**WORK ITEM:** Word for word, retype every entry in the listing.

**RECORDS PROVIDED:**

········

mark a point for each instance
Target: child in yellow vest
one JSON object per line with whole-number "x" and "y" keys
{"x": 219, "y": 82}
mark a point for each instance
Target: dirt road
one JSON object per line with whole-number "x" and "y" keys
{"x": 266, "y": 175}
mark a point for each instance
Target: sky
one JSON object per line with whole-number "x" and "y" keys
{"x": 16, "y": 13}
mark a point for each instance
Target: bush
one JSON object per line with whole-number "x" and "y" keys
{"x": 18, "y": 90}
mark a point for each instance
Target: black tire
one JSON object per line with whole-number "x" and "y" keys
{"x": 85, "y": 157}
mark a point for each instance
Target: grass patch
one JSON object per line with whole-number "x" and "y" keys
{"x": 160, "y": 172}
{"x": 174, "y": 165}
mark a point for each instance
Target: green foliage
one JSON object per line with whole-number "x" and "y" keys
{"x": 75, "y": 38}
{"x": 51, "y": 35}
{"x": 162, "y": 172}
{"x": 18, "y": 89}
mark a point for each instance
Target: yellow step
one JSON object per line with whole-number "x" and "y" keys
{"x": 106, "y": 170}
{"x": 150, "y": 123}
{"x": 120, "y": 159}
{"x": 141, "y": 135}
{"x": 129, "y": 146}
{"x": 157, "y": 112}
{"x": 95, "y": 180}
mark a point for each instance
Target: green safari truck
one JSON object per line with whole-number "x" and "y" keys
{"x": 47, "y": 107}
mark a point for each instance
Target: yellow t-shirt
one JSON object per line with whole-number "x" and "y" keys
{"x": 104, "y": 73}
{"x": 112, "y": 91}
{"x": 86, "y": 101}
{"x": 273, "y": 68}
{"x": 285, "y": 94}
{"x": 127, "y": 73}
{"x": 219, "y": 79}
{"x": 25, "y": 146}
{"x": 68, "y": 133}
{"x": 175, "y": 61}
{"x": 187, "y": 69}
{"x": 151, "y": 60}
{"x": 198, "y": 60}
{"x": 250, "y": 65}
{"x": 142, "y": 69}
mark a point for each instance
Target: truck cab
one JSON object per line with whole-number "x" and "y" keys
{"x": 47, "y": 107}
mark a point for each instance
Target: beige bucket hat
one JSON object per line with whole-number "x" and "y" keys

········

**ANSWER TO THIS EXERCISE:**
mark a point for each instance
Target: child in yellow vest
one JSON object per line with whole-number "x" and "y" keys
{"x": 219, "y": 82}
mark a point for each instance
Target: dirt road
one JSON object per line with whole-number "x" and "y" keys
{"x": 266, "y": 175}
mark a point for each instance
Target: sky
one JSON object per line with whole-number "x" and "y" keys
{"x": 16, "y": 13}
mark a point for each instance
Target: bush
one JSON object per line with whole-number "x" and "y" keys
{"x": 18, "y": 90}
mark a point for each instance
Target: black tire
one JSON object per line with whole-number "x" and "y" keys
{"x": 85, "y": 157}
mark a point for each instance
Target: grass patch
one JSON object per line with whole-number "x" and "y" keys
{"x": 160, "y": 172}
{"x": 174, "y": 165}
mark a point for each instance
Target: green foliage
one JSON object per line with whole-number "x" and "y" keys
{"x": 75, "y": 38}
{"x": 51, "y": 35}
{"x": 162, "y": 172}
{"x": 18, "y": 89}
mark a point for each instance
Target: yellow step
one JSON object per line with whole-number "x" and "y" keys
{"x": 106, "y": 170}
{"x": 150, "y": 123}
{"x": 120, "y": 159}
{"x": 141, "y": 135}
{"x": 129, "y": 146}
{"x": 157, "y": 112}
{"x": 95, "y": 180}
mark a point for each instance
Target: green safari truck
one JSON object per line with whole-number "x" and "y" keys
{"x": 47, "y": 107}
mark a point for each instance
Target: yellow t-shirt
one JSON object per line with whole-number "x" and "y" keys
{"x": 104, "y": 73}
{"x": 112, "y": 91}
{"x": 86, "y": 101}
{"x": 273, "y": 68}
{"x": 285, "y": 94}
{"x": 127, "y": 73}
{"x": 219, "y": 79}
{"x": 25, "y": 146}
{"x": 68, "y": 133}
{"x": 175, "y": 61}
{"x": 187, "y": 69}
{"x": 151, "y": 60}
{"x": 198, "y": 60}
{"x": 250, "y": 65}
{"x": 142, "y": 69}
mark a point for each instance
Target: truck cab
one JSON object per line with whole-number "x" and "y" keys
{"x": 47, "y": 107}
mark a point for each instance
Target: beige bucket hat
one JSON object per line with whole-number "x" and "y" keys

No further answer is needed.